KUTIPAN ::
------------------------

Tetapi Dia (Allah) hendak membersihkan kamu dan menyempurnakan nikmat-Nya bagimu supaya kamu bersyukur. (QS. Al-Maidah/5:6)[5]



C.     Urutan Maqashid as-Syari’ah
Sebagaimana diterangkan di awal bahwa maqashid as-syari’ah adalah untuk menegakkan dan memelihara ummur ad-dharuriyat itu adalah tujuan yang sangat penting, sebab bila kebutuhan dharuriyat itu tidak tercapai maka kehidupan manusia akan berantakan dan kemaslahatan umum akan musnah. Berikutnya adalah kebutuhan hajiyat, kebutuhan ini setingkat lebih rendah daripada yang pertama, lantaran jika sekiranya tidak tercapai hanya akan membawa kesulitan bagi manusia, tidak sampai membawa kehancuran hidup. Tingkatan yang terakhir adalah kebutuhan tahsiniyat, tidak terpenuhi kebutuhan ini dalam kehidupan manusia tidaklah sekacau sekiranya kebutuhan dharuriyat dan tidak sesulit kebutuhan hajiyat jika tidak terwujud. Hanya saja tidak terpenuhinya kebutuhan tahsiniyat tata hidup manusia kurang sempurna dan tidak harmonis.
Atas dasar itulah hukum-hukum dan peraturan yang ditetapkan untuk memelihara urusan dharuriyat lebih hak untuk dipelihara. Kemudian hukum-hukum yang dibuat untuk urusan hajiyat dan tahsiniyat.
Pada hakikatnya hukum tahsiniy dianggap sebagai penyempurna hukum hajiy dan hukum hajiy sebagai penyempurna hukum dharuriy. Oleh karena itu, urusan daruriyat menjadi dasar seluruh maqashid as-syari’ah.[6] Barangsiapa yang mengabaikan urusan hajiyat dan tahsiniyat maka ia juga mengabaikan hukum dharuriyat.
Shalat adalah urusan dharuriyat untuk memelihara agama, dan menghadap kiblat adalah sebagai penyempurna. Oleh karena itu, tidak boleh menggugurkan shalat disebabkan kehilangan kiblat.

------------------------

TUJUAN TUGAS 1 ::
Jawab pertanyaan berikut berdasarkan kutipan tentang urutan maqashid as-syari'ah.
(a) Apa akibatnya kalau kebutuhan hajiyat tidak tercapai?
(b) Hukum apa yang dianggap sebagai penyempurna hukum hajiy?
(c) Dalam contoh shalat, apa yang menjadi penyempurnanya?
TUJUAN TUGAS 2 ::
Ulangi tanpa perubahan semua teks dalam kutipan tentang urutan maqashid as-syari'ah, dari "Shalat adalah urusan" turun sampai "disebabkan kehilangan kiblat.".
TUJUAN TUGAS 3 ::
Teruskan kutipan tentang urutan maqashid as-syari'ah, dimulai sesudah kalimat terakhir yang ada.

BAHAN TERSEDIA ::
------------------------

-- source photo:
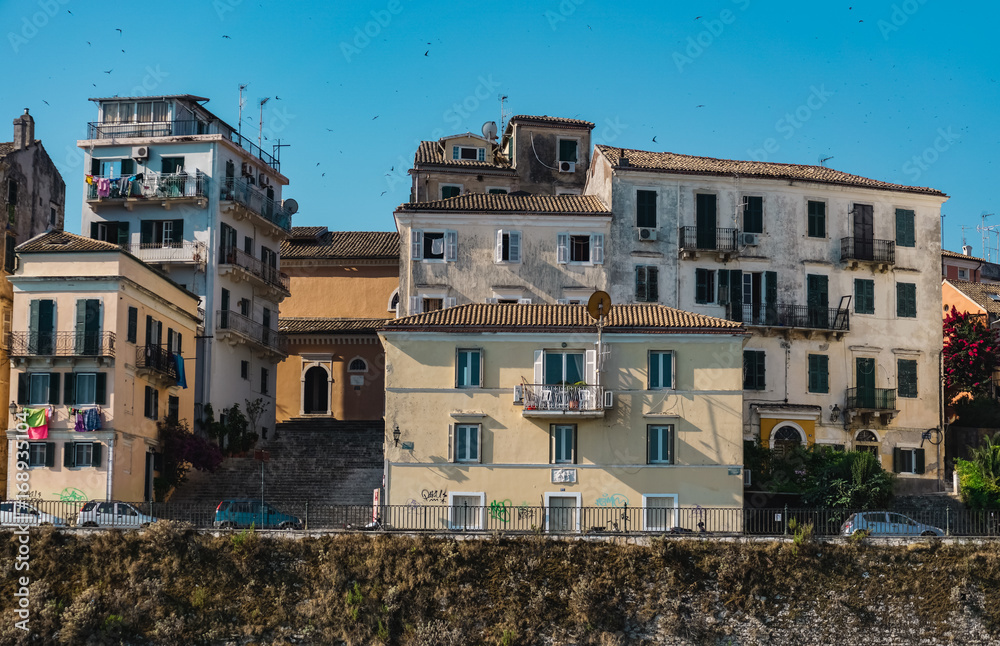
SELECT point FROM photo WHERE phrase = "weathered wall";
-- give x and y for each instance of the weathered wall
(170, 586)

------------------------

JAWABAN AKHIR 1 ::
(a) Hanya membawa kesulitan bagi manusia, tidak sampai membawa kehancuran hidup.
(b) Hukum tahsiniy.
(c) Menghadap kiblat.

JAWABAN AKHIR 2 ::
Shalat adalah urusan dharuriyat untuk memelihara agama, dan menghadap kiblat adalah sebagai penyempurna. Oleh karena itu, tidak boleh menggugurkan shalat disebabkan kehilangan kiblat.

JAWABAN AKHIR 3 ::
Makan dan minum adalah urusan dharuriyat untuk menjaga jiwa seseorang. Sedang menjauhi barang-barang yang najis termasuk urusan tahsiniyat dan sebagai pelengkap. Oleh karena itu, apabila seseorang tidak mendapatkan makanan yang menghidupi, ia diperkenankan makan bangkai. Sebab menjaga jiwa dari kehancuran harus didahulukan daripada menjaga kesucian makanan.
Demikian juga berobat adalah urusan dharuriyat untuk menjaga jiwa. Sedang menutup aurat  adalah urusan tahsiniyat.[7]


D.    Peranan Maqasid as-Syari’ah dalam Pengembangan Hukum
Pengetahuan tentang maqasid as-syari’ah, seperti ditegaskan oleh Abd al-Wahab Khallaf, adalah hal sangat penting yang dapat dijadikan alat bantu untuk memahami redaksi Al-Qur’an dan Sunnah, menyelesaikan dalil yang bertentangan dan yang sangat penting adalah untuk menetapkan hukum terhadap kasus yang tidak tertampung oleh Al-Qur’an dan Sunnah secara kajian kebahasaan.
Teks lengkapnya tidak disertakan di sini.